* Written request
Repeat word for word the part of the essay on Bush and marriage below that runs from "His dilemma is" to "something like marriage.".

* Article
★ ★ ★ ★ ★ ★ ★

The $2,330.45 Solution

Our current President, George W. (The W is for “Wottanidiot”) Bush, has a dilemma. He’s the champion of the conservative right, also known as the closed-minded, short-sighted people who are afraid of the future and think God and Jesus really ought to be running the government but, in their/His absence, let’s do it ourselves. This powerful, or at least extremely noisy, group of people are currently on a tear about defending marriage. I’m sure you’ve already heard about this at your local Starbuck’s, just everyone is up in arms about the fact that marriage in America is under so much pressure and scrutiny and, dog gone it, trouble because it is being attacked at its foundations by the ‘mos.
His dilemma is that he needs to pretend, by word at least if not by deed, that he’s not so far gone down the road of religious knee-jerking (and, yes, I know that’s a horrible mixed metaphor but if you’re like me, the image of Falwell, Buchanan et al wandering down a dirt road with their knees jerking is one to savor) that he does not realize that actually committing himself to a Constitutional Amendment that would, by and large, legalize discrimination makes him out to be a figure closer to Josef Stalin than Joe Sixpack. Say what you will about the “average American,” but when push comes to shove the majority is not going to stand up in righteous indignation to force a group of people into a closet over something like marriage.
At least, I have to cling to that illusion or move to France. (Because of the cheese.)

His latest folly in the thinly-veiled attempt to skirt the issue is a US$1.5 billion promotion of marriage plan wherein he’d outfit an army of Christian soldiers to march into low-income housing projects and tell the good heterosexual men and women there just how hunky dory married life can be. This, you see, promotes marriage among the hets without actually saying publicly that the fags have no business being legally wed.
But I have another proposition for Mr. Bush that I think would be vastly more successful and also help yours truly out immensely.
Pay us not to get hitched.

Dear Mr. Bush,
I understand that you are under some pressure to defend marriage from the homosexual onslaught of evil, sin and debauchery in order for this great country of ours not to be pulled into the pit of hell once Judgement Day occurs, plus it would be nice to have more constituents to send to war and a straight marriage is more likely to result in progeny (that means children (that means kids)) than one between two men.

★ ★ ★ ★ ★ ★ ★

* Recorded data
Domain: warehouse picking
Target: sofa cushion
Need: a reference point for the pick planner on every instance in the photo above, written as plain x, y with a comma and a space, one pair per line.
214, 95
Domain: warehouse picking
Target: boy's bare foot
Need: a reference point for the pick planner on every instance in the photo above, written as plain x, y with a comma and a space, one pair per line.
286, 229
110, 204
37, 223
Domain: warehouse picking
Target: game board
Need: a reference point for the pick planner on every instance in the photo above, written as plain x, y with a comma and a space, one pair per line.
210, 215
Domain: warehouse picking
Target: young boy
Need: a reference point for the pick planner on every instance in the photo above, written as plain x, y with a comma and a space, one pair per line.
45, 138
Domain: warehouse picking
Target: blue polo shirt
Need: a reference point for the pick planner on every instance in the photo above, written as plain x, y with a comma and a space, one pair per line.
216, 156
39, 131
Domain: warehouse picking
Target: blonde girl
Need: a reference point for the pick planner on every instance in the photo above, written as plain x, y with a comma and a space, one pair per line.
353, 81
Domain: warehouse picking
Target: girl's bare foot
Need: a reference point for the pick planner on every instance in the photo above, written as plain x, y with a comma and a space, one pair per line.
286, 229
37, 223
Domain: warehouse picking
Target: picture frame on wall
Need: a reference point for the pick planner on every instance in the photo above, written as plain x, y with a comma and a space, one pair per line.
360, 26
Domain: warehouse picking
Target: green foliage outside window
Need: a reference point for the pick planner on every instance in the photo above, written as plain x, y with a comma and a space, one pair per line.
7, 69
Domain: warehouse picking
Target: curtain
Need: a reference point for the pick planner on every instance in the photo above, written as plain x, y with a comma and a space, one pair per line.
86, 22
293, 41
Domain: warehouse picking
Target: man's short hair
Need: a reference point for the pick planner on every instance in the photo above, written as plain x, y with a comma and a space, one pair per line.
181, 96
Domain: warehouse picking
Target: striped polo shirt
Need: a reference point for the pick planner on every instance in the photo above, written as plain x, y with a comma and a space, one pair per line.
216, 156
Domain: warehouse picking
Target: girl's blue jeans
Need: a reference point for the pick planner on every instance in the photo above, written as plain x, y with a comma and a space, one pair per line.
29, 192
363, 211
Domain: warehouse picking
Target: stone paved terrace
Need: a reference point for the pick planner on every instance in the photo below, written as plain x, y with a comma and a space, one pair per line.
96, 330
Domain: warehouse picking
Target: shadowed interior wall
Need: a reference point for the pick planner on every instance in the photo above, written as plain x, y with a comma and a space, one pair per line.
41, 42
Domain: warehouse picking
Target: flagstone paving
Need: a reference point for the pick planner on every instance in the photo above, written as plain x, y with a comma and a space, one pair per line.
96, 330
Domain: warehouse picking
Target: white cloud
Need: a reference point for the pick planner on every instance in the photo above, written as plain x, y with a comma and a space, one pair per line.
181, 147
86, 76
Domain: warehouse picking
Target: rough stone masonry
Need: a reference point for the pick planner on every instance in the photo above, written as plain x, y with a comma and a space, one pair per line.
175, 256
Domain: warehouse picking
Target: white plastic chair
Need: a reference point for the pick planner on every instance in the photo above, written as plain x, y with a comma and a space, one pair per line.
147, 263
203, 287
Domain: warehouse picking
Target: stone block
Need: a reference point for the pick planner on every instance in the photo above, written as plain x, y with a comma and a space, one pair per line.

★ ★ ★ ★ ★ ★ ★

* Answer
His dilemma is that he needs to pretend, by word at least if not by deed, that he’s not so far gone down the road of religious knee-jerking (and, yes, I know that’s a horrible mixed metaphor but if you’re like me, the image of Falwell, Buchanan et al wandering down a dirt road with their knees jerking is one to savor) that he does not realize that actually committing himself to a Constitutional Amendment that would, by and large, legalize discrimination makes him out to be a figure closer to Josef Stalin than Joe Sixpack. Say what you will about the “average American,” but when push comes to shove the majority is not going to stand up in righteous indignation to force a group of people into a closet over something like marriage.